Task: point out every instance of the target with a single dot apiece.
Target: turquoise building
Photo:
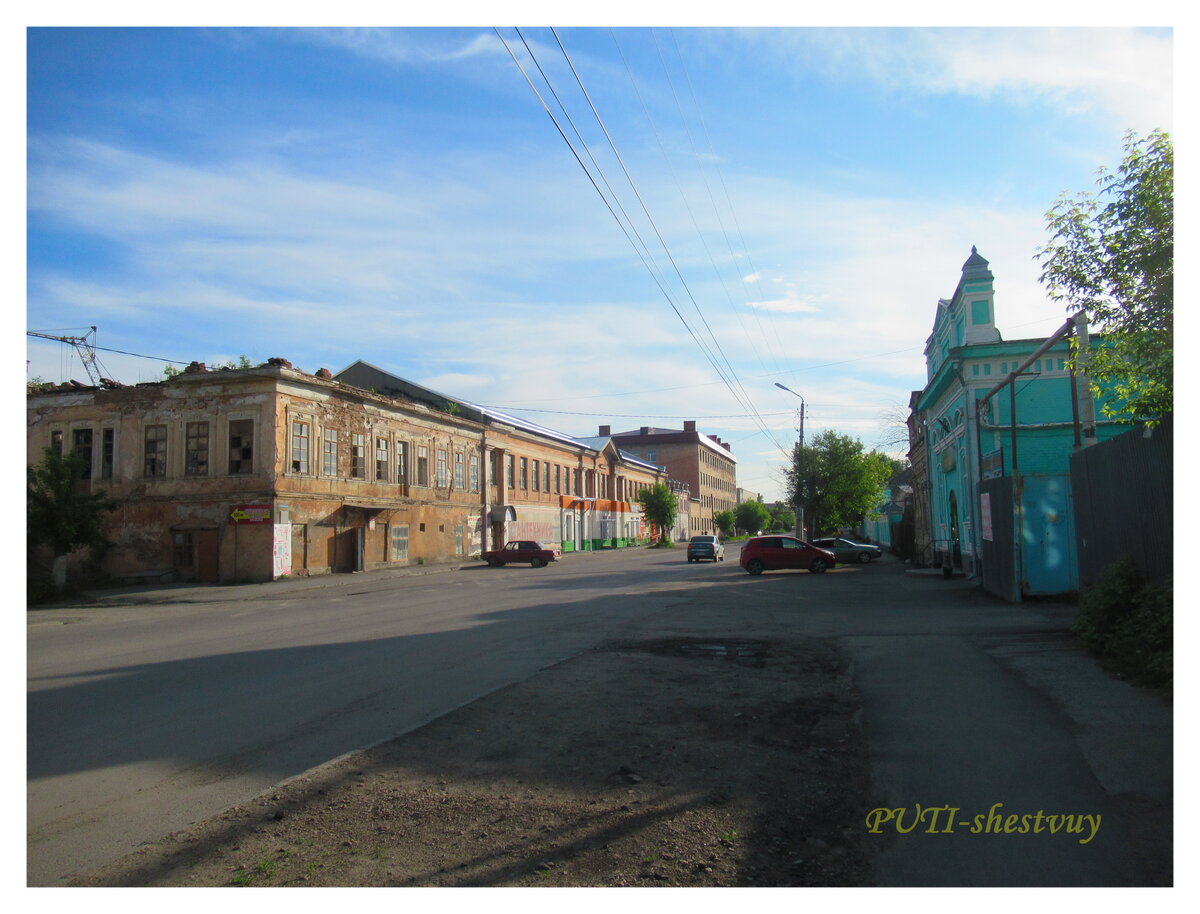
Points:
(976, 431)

+---+

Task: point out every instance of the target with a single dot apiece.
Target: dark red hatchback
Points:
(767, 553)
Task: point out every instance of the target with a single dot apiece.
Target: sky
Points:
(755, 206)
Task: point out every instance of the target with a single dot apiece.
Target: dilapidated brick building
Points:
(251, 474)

+---+

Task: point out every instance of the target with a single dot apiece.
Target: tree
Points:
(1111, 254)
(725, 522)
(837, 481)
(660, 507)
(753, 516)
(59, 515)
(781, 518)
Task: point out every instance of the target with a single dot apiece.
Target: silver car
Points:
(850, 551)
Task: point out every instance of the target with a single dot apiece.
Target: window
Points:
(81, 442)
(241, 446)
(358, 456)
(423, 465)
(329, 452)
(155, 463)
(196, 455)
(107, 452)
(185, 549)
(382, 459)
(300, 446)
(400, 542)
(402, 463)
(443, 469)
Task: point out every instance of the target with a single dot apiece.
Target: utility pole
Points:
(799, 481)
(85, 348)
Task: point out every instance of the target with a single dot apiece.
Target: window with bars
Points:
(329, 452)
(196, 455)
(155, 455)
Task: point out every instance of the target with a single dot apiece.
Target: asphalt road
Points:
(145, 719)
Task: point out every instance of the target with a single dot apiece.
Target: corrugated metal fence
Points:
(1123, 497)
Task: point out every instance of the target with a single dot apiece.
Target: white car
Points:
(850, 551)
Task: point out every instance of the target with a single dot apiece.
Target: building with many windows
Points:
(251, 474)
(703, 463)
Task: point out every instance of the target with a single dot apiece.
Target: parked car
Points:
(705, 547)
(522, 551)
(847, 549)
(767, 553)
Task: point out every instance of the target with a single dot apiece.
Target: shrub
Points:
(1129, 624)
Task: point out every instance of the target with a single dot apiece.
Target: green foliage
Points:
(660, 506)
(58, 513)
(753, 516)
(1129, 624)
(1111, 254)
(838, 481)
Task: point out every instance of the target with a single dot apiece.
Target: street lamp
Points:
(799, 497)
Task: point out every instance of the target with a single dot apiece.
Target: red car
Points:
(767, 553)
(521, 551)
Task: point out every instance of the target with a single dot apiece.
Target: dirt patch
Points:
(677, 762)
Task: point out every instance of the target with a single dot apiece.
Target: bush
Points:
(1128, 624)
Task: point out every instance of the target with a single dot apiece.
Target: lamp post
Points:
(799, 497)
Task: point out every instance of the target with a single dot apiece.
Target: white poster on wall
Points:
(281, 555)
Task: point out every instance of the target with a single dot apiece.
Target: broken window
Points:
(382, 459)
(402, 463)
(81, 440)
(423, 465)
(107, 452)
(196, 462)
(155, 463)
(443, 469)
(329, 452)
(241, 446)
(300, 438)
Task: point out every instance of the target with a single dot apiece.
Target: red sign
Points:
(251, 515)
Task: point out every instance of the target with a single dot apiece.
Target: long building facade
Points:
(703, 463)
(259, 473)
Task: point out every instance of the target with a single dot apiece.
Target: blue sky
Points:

+---+

REQUIREMENT
Filter the entries above, copying each line that holds the word "lamp". Case counts.

OUTPUT OF THE TASK
Target: street lamp
Target: lamp post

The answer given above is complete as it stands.